Guerre en Ukraine : « La poutinophilie d’une partie des Africains relève d’abord d’un rejet de l’Occident »

Le chercheur Paul-Simon Handy décrypte le positionnement des Etats du continent et des opinions publiques vis-à-vis de l’invasion russe et de Moscou.

 Le Monde – Alors que l’Assemblée générale des Nations unies (ONU) a adopté, mercredi 2 mars, à une écrasante majorité, une résolution condamnant l’invasion de l’Ukraine par la Russie, une bonne partie des Etats africains se sont abstenus ou n’ont pas pris part au vote. Paul-Simon Handy, chercheur camerounais au bureau d’Addis-Abeba (Ethiopie) de l’Institut d’études de sécurité, décrypte la position ambiguë du continent dans le conflit.

 

Dix-sept pays africains se sont abstenus de voter une résolution condamnant l’agression russe en Ukraine. Est-ce une surprise ?

 

Paul-Simon Handy Non, on pouvait même s’attendre à un nombre plus important d’abstentionnistes africains pour deux raisons. L’éloignement géographique du conflit crée une certaine distance émotionnelle. Par ailleurs, le fait que la guerre implique de grandes puissances réveille, comme souvent en Afrique, un réflexe de non-alignement. C’est un positionnement opportuniste qu’adoptent les pays africains quand un conflit met dos à dos des partenaires majeurs.

 

Ce qu’il faut retenir, ce n’est donc pas l’abstention ou le vote contre la résolution (seule l’Erythrée s’y est opposé en Afrique), mais plutôt l’adhésion massive des pays africains à la condamnation de l’invasion russe. Ils sont 28 sur 55 à l’avoir approuvée. C’est plus que lors du vote de la résolution de 2014 qui condamnait l’annexion de la Crimée.

Cela démontre qu’une majorité de pays africains tiennent au principe de l’intangibilité des frontières et la reconnaissance par les grands pays de l’intégrité territoriale des petits pays, des normes non négociables pour eux. Mais, d’une manière générale, depuis Moscou, l’abstention a été perçue comme une victoire, voire un geste amical.

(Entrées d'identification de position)
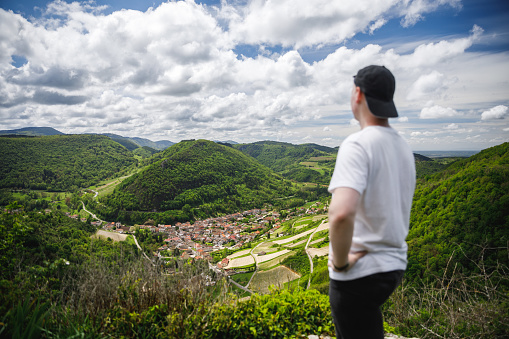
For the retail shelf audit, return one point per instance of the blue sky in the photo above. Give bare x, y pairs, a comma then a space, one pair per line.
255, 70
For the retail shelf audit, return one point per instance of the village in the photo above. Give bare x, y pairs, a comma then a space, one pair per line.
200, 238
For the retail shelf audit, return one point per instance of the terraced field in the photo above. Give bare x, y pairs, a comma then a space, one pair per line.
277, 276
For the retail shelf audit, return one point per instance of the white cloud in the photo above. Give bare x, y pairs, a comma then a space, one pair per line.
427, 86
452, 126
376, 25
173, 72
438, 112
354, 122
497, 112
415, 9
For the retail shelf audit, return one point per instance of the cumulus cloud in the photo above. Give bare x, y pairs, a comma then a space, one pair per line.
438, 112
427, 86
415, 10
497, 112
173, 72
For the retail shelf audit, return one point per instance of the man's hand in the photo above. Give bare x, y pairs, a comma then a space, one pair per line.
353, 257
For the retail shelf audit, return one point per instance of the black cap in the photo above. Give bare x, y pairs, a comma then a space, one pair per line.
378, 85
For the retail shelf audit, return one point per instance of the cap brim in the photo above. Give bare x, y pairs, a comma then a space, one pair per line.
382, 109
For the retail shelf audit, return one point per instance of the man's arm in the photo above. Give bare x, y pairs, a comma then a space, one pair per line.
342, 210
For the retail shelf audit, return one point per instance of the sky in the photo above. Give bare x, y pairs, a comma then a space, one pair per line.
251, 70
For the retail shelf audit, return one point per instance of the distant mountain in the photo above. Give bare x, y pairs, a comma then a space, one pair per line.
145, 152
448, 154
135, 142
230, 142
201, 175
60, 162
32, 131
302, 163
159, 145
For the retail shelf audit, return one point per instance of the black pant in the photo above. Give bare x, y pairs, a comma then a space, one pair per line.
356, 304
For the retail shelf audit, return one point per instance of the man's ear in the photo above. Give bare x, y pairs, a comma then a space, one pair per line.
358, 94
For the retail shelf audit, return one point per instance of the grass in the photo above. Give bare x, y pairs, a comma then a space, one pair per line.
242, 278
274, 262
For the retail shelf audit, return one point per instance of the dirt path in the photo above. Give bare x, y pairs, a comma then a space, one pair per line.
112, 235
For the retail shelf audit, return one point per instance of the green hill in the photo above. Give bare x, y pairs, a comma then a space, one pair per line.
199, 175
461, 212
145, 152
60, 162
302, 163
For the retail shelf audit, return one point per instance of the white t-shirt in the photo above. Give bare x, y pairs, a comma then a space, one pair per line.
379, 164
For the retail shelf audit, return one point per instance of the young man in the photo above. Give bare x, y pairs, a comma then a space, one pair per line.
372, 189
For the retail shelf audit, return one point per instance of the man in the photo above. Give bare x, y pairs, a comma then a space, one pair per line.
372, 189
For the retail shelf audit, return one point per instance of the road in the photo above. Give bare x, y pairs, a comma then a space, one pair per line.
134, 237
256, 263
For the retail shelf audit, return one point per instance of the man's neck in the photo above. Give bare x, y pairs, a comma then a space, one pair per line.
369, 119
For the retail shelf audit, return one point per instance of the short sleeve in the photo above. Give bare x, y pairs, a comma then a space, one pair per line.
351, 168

ÉNONCÉ: Recopiez le passage de l'entretien sur la guerre en Ukraine qui commence par « Le chercheur Paul-Simon » et se termine par « dans le conflit. ».

CORRIGÉ:
Le chercheur Paul-Simon Handy décrypte le positionnement des Etats du continent et des opinions publiques vis-à-vis de l’invasion russe et de Moscou.

 Le Monde – Alors que l’Assemblée générale des Nations unies (ONU) a adopté, mercredi 2 mars, à une écrasante majorité, une résolution condamnant l’invasion de l’Ukraine par la Russie, une bonne partie des Etats africains se sont abstenus ou n’ont pas pris part au vote. Paul-Simon Handy, chercheur camerounais au bureau d’Addis-Abeba (Ethiopie) de l’Institut d’études de sécurité, décrypte la position ambiguë du continent dans le conflit.